Pick out every line in the items below that contains the word "mountain" and copy each of those lines unchanged.
--- Start of Supplied material ---
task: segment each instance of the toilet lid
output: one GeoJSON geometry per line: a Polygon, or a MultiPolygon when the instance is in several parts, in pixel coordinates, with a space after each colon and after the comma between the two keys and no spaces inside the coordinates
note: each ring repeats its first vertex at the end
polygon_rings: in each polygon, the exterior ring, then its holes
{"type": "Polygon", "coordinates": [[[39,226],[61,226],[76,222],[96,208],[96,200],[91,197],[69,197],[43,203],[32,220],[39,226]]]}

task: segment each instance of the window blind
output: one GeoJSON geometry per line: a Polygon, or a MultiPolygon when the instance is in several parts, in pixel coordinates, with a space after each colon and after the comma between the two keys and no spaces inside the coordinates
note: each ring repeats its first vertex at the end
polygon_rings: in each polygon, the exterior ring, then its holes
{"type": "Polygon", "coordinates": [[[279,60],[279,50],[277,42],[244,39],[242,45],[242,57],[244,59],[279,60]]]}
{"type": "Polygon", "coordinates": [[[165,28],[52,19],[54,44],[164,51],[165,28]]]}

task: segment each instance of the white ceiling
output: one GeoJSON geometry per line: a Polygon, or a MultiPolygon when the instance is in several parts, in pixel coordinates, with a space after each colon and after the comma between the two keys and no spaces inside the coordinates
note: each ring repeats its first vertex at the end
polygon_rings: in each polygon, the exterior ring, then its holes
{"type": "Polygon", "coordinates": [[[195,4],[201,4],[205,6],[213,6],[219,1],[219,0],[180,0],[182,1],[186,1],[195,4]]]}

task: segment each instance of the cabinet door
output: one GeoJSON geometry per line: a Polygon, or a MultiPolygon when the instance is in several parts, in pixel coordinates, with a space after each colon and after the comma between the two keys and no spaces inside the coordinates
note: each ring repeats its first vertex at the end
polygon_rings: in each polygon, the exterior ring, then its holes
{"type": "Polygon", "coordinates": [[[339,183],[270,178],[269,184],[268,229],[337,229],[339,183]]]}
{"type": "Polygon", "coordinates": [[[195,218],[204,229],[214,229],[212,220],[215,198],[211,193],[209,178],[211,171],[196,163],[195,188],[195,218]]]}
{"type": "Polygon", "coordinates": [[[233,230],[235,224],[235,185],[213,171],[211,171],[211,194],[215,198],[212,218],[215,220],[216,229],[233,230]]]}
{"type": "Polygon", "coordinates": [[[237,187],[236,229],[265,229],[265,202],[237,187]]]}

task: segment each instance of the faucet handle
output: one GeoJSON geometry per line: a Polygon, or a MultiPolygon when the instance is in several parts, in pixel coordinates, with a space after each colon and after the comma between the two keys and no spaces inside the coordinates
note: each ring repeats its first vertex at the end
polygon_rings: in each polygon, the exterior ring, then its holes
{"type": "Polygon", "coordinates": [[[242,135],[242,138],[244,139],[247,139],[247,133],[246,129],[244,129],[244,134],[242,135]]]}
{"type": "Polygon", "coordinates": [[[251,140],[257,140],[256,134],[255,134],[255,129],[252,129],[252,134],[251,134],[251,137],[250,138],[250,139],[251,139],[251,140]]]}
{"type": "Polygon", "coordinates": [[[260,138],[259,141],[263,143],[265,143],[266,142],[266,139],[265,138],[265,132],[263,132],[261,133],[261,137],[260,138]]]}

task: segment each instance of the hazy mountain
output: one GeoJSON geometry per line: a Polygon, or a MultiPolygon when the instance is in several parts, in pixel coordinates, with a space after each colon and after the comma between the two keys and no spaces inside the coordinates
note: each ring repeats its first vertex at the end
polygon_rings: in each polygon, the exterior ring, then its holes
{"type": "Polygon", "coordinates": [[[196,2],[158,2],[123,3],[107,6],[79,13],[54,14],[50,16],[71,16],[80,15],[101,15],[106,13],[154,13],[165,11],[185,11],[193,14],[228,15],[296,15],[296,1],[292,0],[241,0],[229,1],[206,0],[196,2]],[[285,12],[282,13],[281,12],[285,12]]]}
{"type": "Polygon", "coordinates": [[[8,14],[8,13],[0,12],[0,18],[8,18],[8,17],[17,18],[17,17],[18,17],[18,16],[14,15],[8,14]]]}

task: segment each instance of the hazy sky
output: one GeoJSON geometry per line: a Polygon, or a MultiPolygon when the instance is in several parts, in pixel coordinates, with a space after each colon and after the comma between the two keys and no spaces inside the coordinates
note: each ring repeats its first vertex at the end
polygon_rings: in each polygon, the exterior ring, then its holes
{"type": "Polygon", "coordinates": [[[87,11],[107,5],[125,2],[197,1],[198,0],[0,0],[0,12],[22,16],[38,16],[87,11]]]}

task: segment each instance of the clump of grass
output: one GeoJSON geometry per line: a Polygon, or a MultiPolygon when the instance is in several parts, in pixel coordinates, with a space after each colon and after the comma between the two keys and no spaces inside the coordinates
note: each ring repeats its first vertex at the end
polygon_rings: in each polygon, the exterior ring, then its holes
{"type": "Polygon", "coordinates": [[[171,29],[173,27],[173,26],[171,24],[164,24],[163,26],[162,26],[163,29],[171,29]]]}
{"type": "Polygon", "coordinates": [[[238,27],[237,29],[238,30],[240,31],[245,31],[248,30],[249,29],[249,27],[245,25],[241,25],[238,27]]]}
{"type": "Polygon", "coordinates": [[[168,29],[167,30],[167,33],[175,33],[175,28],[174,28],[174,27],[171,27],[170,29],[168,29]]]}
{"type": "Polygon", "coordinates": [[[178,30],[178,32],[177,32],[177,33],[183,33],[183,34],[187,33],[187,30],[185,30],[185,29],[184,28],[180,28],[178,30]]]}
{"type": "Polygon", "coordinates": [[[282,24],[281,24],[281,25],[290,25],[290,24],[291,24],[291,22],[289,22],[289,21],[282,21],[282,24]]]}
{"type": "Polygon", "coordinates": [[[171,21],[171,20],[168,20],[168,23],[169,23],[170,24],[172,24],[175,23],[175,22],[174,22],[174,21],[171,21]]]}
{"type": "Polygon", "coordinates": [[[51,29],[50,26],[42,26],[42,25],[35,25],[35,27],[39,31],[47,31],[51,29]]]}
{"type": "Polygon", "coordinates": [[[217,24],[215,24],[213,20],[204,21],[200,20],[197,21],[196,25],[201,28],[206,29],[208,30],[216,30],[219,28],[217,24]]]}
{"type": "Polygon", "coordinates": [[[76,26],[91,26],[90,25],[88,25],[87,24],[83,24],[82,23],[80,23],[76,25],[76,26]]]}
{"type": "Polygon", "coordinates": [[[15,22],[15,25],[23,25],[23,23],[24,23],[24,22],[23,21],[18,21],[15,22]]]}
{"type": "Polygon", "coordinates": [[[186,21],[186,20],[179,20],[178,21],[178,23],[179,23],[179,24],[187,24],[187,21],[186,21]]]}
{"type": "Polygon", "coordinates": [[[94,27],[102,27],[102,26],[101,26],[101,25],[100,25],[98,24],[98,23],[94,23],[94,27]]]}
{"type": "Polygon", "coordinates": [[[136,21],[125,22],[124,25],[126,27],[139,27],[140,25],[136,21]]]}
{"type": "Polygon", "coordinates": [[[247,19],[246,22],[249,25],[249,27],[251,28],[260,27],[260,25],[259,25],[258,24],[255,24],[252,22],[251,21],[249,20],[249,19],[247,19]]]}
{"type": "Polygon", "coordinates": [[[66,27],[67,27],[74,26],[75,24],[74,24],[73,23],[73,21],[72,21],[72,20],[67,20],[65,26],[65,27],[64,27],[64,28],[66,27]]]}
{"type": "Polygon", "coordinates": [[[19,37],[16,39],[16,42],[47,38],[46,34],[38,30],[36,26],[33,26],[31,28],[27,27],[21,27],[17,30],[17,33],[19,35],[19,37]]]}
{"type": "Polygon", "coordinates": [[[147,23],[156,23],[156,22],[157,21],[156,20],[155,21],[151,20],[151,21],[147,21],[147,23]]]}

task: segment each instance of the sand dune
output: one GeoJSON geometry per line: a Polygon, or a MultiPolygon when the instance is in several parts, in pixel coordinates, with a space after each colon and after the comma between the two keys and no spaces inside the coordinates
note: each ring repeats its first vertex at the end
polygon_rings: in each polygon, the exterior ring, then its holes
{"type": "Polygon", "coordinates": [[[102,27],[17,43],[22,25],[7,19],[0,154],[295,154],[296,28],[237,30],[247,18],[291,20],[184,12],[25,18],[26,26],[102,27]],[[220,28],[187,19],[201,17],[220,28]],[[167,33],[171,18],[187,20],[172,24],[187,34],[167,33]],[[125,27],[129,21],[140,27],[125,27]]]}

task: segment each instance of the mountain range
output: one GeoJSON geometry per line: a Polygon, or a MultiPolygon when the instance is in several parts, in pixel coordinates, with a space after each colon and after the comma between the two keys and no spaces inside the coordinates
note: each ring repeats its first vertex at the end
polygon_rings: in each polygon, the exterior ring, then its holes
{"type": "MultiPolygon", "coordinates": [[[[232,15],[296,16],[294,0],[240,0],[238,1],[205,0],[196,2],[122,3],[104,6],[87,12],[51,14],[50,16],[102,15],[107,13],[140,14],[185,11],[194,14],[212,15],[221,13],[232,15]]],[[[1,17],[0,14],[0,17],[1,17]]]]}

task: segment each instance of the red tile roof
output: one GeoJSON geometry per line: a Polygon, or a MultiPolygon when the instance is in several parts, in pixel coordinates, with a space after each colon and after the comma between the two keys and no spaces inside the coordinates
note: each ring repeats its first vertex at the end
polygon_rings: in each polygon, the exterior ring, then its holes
--- End of Supplied material ---
[Result]
task: segment each instance of the hazy mountain
task: segment each instance of the mountain range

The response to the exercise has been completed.